As a former East Coaster who has lived in the Bay Area for over 15 years this restaurant has been on my list. The innovative Middle East/Arab Mediterranean cuisine seems to be quite different than anything I'm aware of in the Bay Area. My sister and brother in law had a great dinner their last fall and ever since hearing the menu descriptions I've been interested. The restaurant also seems to have some non-obvious but intriguing sounding desserts which is a major plus for me as well.

Spring 2007 Dinner Menu

PRET A MANGER

Warm Organic Kalamata Olives with Rigani & Sesame Seeds 4

Spicy Carrot Puree & Egyptian Spice Mix with Nuts & Olive Oil 4

Armenian Bean & Walnut Pâté with Homemade String Cheese 4

Deviled Eggs with Tuna & Black Olives 5

Warm Buttered Hummus with Basturma & Tomato 4

Whipped Feta with Sweet & Hot Peppers 4

APPETIZERS

Fried Mussels & Hot Peppers with Turkish Tarator Sauce 10

Red Wine-Barley Rusk with Cucumber Jus, Tomato, Whipped Ricotta & Kalamata Olives 10

Cacik—Salad of Spring Greens & Cucumber with Thick, Garlicky Yogurt 11

Asparagus, Green Almond Pesto, Fava Puree & Soft Boiled Egg 12

Walnut & Sesame Fatayer with Homemade Mozzarella & Rhubarb Jam 10

Lamb & Beef Borek with Wild Leeks, Orange & Cumin 10

Spinach Falafel, Tahini, Yogurt with Beets & Mâche 10

Sultan’s Delight; Tamarind Glazed Beef & Smokey Eggplant Puree with Pinenuts 12

GRAINS & GREENS

Spicy Fideos & Chick Peas with Green Chard & Orange Aioli 8/15

Ricotta & Bread Dumplings with Red Wine, Porcini and Kale 8/15

FISH

Halibut & Rice in Vine Leaves with Pine Nuts, Muscat Grapes & Sorrel butter 26

Hake Kibbeh Stuffed with Crab & Peas. Nettle broth with Hot Mint Butter 23

Lemon-Ginger Split Lobster with Sunchoke & Spring Onion Shish market price

Tuna, Barley Couscous, & Spinach Salad with Sesame & Green Olive 26

MEAT

Lamb Steak with Turkish Spices & Fava Bean Moussaka 24

Flattened Lemon Chicken with Za’atar & Turkish Cheese Pancake 24

River Rock Beef Kebob with Finger Bread, Green Garlic & Fiddlehead Fries 25

Free Range Veal & Almond Dumpling—Moroccan Style with Fava Bean Salad 24

Pork Ribs with Pomegranate Glaze, Bean Plaki & Parsnip-Coriander Slaw 24

Spring 2007 Dessert Menu

MAURA'S HOMEMADE ICE CREAM

Baked Alaska; Coconut Ice Cream & Passion Fruit Caramel 14

Nougat Glace with Pistachio Katmer & Sweet Apricot Dolma 12

Sicilian Almond Cremolata with Warm Chocolate Panino 11

Pineapple Granité, Frozen Yogurt Chiboust & Ginger Meringue 12

Espresso Ice Cream with Sticky Toffee Pudding & Espresso Caramel 11

Dondurma with Turkish Delight Crisps & Rhubarb-Rose Sharbat 12

Cocoa Sherbet with Chocolate Marquise & Sesame Pot de Crème 12

"Under the dusty almond trees, ... stalls were set up which sold banana liquor, rolls, blood puddings, chopped fried meat, meat pies, sausage, yucca breads, crullers, buns, corn breads, puff pastes, longanizas, tripes, coconut nougats, rum toddies, along with all sorts of trifles, gewgaws, trinkets, and knickknacks, and cockfights and lottery tickets."

> [Stored records]

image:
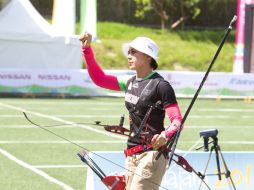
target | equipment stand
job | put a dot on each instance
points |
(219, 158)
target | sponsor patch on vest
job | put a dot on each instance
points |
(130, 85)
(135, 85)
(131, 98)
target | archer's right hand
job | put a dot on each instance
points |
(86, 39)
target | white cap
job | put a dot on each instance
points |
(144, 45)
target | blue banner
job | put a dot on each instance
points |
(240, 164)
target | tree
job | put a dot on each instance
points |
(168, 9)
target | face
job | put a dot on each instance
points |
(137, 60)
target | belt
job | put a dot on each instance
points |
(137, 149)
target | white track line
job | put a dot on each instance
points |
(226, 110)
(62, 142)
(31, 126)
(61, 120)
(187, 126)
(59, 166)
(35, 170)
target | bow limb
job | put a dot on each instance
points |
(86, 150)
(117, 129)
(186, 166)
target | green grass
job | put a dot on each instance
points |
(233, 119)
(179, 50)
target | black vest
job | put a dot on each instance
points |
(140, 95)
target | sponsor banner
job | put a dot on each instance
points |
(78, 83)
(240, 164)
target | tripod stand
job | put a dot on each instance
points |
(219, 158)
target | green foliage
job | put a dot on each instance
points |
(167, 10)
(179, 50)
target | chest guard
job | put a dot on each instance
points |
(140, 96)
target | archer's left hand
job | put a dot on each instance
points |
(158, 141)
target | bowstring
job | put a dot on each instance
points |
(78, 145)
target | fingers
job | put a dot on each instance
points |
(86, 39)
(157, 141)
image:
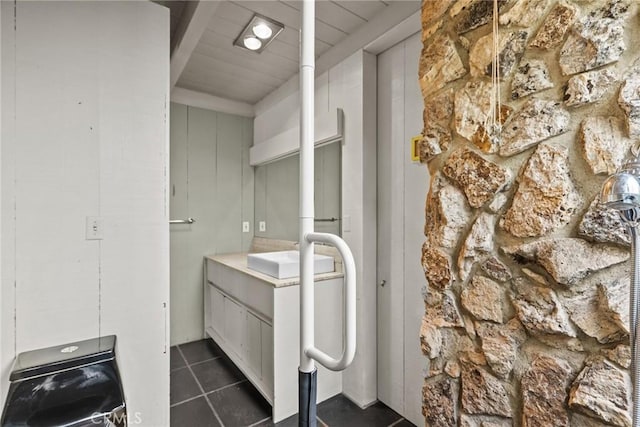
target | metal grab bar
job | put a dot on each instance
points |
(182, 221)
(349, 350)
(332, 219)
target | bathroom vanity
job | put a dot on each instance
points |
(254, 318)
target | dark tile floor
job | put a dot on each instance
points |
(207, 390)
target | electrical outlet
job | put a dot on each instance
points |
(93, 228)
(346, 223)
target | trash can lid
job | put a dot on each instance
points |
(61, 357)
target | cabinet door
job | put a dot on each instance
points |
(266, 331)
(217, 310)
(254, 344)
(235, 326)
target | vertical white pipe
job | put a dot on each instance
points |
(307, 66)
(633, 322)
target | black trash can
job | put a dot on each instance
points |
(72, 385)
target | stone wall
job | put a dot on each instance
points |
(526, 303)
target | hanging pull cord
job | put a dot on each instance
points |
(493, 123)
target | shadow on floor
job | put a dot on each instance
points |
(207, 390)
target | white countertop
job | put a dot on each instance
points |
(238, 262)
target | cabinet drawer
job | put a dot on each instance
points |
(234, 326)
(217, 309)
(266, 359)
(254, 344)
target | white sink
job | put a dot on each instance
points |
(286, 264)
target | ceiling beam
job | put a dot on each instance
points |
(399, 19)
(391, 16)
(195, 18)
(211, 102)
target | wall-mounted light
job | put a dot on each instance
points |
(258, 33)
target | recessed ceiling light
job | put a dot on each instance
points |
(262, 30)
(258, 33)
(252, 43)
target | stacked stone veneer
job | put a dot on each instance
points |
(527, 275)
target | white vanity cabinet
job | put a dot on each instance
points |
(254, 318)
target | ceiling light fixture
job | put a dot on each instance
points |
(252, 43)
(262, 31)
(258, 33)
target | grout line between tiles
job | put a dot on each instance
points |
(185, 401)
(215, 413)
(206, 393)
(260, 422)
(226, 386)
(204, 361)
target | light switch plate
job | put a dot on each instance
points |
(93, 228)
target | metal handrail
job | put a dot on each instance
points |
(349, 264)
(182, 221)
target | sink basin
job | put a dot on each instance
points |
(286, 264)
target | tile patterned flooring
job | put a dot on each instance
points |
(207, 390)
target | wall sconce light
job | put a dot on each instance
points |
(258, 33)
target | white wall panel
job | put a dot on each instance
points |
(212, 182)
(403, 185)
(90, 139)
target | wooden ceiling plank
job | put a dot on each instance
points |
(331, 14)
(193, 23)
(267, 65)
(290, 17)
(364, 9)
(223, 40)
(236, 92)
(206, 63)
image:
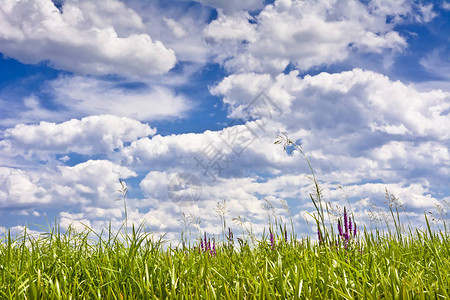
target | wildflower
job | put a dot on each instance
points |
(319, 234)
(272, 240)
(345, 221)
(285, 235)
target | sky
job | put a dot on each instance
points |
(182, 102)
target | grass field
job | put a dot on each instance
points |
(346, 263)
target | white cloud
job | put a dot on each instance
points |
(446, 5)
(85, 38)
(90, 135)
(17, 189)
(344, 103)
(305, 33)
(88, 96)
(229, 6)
==
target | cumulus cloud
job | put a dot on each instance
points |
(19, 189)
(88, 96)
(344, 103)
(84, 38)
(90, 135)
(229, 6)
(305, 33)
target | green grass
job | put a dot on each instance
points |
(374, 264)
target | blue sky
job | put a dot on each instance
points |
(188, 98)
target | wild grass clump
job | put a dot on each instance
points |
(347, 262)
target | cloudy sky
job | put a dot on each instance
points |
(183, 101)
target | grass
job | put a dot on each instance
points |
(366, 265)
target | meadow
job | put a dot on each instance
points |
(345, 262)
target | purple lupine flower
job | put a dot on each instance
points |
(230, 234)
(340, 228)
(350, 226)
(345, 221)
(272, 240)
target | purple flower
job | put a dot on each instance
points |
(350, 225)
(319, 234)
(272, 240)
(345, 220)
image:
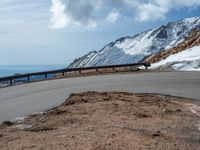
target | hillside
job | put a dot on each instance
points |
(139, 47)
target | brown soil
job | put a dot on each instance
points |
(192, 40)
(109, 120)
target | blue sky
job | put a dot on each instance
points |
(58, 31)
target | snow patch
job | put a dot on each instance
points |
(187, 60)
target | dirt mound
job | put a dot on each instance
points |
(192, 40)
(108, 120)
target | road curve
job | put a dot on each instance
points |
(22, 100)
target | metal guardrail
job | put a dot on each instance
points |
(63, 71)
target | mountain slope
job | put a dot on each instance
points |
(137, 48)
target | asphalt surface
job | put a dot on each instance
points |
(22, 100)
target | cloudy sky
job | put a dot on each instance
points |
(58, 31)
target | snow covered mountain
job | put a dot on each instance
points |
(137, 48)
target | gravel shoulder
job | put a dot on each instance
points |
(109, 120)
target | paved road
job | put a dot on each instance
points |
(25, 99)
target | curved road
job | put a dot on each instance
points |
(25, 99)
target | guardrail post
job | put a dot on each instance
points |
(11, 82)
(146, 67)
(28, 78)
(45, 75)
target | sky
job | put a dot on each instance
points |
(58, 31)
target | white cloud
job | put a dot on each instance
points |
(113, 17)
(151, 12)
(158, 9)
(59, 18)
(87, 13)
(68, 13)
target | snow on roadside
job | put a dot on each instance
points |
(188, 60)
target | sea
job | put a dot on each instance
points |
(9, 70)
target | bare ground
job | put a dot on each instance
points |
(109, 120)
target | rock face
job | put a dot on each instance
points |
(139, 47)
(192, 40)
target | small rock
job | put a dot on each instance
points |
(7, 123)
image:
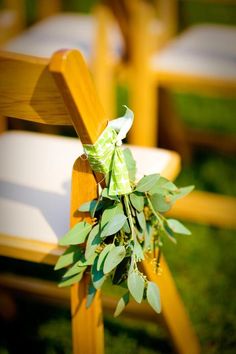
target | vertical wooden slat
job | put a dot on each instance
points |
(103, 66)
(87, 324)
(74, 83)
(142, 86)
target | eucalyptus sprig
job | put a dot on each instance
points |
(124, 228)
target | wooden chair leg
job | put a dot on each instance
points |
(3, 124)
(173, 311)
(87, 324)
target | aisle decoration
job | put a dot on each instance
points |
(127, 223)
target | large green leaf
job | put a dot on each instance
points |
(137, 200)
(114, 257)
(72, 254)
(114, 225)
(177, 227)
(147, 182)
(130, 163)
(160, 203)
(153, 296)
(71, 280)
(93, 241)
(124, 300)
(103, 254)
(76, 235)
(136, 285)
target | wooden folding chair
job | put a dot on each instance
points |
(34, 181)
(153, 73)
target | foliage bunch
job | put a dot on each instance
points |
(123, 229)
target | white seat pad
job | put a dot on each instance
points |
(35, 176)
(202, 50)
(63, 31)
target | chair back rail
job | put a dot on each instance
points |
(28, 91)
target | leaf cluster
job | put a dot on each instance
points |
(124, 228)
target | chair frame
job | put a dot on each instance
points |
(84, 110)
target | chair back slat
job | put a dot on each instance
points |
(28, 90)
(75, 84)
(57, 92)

> [Problems to work on]
#1 Write out the part of the restaurant post starting at "As a former" and ending at "me as well.".
#2 In the restaurant post, what sauce comes with the Fried Mussels & Hot Peppers?

> [Answer set]
#1
As a former East Coaster who has lived in the Bay Area for over 15 years this restaurant has been on my list. The innovative Middle East/Arab Mediterranean cuisine seems to be quite different than anything I'm aware of in the Bay Area. My sister and brother in law had a great dinner their last fall and ever since hearing the menu descriptions I've been interested. The restaurant also seems to have some non-obvious but intriguing sounding desserts which is a major plus for me as well.

#2 Turkish Tarator Sauce